-- Begin Entries supplied --
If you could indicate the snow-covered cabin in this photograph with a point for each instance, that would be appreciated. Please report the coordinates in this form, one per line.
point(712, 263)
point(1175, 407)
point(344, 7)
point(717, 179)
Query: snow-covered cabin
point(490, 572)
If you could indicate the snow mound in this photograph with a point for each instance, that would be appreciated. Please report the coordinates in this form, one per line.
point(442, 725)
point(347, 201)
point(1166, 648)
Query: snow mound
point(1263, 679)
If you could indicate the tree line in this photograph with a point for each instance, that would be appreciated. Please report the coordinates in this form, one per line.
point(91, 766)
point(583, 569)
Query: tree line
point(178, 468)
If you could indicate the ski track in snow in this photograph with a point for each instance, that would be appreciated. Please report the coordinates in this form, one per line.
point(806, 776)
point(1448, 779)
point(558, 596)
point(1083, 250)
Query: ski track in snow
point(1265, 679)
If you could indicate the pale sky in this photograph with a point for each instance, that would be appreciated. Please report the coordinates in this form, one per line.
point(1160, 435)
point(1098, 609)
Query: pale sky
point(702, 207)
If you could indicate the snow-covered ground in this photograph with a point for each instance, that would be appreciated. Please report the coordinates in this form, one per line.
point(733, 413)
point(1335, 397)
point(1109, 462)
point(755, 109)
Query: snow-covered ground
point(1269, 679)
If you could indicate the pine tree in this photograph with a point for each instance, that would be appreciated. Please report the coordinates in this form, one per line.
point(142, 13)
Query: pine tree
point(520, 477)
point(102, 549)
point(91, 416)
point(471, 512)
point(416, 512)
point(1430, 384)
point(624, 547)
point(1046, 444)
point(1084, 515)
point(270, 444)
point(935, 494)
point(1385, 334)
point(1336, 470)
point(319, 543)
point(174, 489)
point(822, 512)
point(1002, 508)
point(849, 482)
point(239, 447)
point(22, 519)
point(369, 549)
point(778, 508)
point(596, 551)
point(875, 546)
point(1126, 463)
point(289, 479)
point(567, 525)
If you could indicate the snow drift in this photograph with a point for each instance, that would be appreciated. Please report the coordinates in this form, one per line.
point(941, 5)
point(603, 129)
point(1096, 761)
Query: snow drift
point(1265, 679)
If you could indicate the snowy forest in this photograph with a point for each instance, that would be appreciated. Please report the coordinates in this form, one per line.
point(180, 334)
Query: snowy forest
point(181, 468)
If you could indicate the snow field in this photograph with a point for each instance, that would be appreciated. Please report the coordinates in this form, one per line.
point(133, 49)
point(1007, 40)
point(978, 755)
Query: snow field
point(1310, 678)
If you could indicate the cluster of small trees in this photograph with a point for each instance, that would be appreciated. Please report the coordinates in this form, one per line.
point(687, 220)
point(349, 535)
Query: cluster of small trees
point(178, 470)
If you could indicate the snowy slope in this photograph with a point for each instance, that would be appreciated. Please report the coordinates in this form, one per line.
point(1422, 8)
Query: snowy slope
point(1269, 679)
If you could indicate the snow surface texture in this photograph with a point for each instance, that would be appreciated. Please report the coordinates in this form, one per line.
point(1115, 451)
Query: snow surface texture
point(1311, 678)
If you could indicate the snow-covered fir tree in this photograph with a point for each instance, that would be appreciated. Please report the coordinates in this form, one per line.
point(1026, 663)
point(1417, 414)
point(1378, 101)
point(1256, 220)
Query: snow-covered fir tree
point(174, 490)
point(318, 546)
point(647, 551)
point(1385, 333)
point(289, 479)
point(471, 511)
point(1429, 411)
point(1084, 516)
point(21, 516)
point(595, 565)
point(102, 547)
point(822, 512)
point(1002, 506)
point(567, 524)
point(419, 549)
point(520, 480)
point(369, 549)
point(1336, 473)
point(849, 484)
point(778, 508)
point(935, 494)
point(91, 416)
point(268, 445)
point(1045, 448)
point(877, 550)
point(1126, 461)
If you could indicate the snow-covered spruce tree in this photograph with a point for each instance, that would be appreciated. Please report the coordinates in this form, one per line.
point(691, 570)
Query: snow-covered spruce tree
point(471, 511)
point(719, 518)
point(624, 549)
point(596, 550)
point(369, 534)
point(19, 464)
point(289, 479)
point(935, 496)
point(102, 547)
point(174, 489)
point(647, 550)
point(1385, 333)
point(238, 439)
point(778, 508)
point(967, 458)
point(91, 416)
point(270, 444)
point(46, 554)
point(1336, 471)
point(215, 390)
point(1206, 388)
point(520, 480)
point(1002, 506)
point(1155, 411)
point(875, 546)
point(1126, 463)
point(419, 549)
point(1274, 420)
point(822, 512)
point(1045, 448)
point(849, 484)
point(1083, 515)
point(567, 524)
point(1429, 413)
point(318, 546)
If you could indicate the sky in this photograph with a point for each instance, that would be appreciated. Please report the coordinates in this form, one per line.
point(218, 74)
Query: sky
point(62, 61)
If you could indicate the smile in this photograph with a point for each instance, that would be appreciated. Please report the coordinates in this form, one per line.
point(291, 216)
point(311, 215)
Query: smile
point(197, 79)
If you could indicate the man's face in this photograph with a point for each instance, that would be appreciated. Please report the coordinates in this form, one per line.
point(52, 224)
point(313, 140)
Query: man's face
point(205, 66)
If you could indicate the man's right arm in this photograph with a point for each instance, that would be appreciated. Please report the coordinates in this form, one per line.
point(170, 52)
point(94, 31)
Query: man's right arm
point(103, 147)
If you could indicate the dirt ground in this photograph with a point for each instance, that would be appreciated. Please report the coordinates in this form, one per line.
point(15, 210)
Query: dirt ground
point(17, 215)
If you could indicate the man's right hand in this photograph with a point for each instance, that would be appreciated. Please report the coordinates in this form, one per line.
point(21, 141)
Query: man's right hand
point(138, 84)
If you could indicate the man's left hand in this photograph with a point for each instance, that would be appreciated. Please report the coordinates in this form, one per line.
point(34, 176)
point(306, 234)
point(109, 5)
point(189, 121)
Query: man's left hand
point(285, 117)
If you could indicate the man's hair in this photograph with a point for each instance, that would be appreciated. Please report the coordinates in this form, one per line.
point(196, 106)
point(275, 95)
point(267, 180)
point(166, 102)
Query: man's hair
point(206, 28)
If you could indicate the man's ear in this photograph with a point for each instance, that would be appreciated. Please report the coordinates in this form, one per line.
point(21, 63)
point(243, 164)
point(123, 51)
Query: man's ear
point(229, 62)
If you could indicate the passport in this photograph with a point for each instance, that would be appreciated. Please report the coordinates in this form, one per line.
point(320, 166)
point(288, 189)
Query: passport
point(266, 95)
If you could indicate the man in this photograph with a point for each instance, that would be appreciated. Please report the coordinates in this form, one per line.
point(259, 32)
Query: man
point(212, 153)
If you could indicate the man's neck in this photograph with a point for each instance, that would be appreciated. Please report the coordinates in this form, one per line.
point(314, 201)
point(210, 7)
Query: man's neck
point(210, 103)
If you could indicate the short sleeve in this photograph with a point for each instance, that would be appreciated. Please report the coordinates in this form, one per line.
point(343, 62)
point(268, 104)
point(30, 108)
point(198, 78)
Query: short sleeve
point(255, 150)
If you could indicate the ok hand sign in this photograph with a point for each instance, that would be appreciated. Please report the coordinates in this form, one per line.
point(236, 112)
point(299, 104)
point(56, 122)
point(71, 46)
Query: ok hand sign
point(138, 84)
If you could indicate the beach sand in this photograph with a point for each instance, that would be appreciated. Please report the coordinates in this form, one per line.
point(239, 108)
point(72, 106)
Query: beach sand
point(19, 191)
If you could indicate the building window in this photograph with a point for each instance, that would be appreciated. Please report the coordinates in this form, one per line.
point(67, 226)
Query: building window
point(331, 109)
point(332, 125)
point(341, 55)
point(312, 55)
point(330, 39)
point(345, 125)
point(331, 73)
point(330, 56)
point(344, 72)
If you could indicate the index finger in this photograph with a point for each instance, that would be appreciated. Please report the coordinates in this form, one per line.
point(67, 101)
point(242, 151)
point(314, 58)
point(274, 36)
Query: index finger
-- End Entries supplied --
- Directive
Retype everything in the material above from the line containing "If you could indicate the man's right arm" down to the line containing "point(210, 103)", with both of those lines included.

- Result of the task
If you could indicate the man's right arm in this photograph with a point for each instance, that would be appreciated. Please report the coordinates in this form, one per line.
point(170, 52)
point(94, 31)
Query: man's right arm
point(103, 147)
If you could indicate the dirt ground in this photograph with a point for each instance, that would be appreciated. Please report the coordinates in this form, one per line.
point(15, 210)
Query: dirt ground
point(17, 215)
If you could indicate the man's right hand in this photograph with a point for each instance, that would be appreciated. Please report the coordinates in this form, one per line.
point(21, 141)
Query: man's right hand
point(138, 84)
If you could indicate the man's left hand in this photograph with a point for each instance, that would be appreciated. Please report the coordinates in this form, one per line.
point(34, 176)
point(306, 234)
point(109, 5)
point(189, 121)
Query: man's left hand
point(285, 117)
If you could indicate the man's hair in this photograph with a point for each instance, that would be appreciated. Please report the coordinates in this form, one per line.
point(196, 106)
point(275, 95)
point(267, 180)
point(166, 102)
Query: man's hair
point(206, 28)
If you could indicate the man's ear in this photograph with a point for each instance, that would be appreciated. Please report the coordinates in this form, one per line.
point(21, 63)
point(243, 164)
point(123, 51)
Query: man's ear
point(229, 62)
If you could indicate the passport in this photograph with a point for each instance, that would be appreciated. Please report the coordinates in this form, one per line.
point(320, 166)
point(288, 189)
Query: passport
point(266, 95)
If you could indicate the man in this photograph with a point for each instance, that would be appreciated. Please report the coordinates in this form, one per line.
point(259, 32)
Query: man
point(212, 153)
If you could indicate the man's neck in this photograph with a point for each instance, that would be appreciated. Please report the coordinates in this form, one per line.
point(314, 201)
point(210, 7)
Query: man's neck
point(210, 103)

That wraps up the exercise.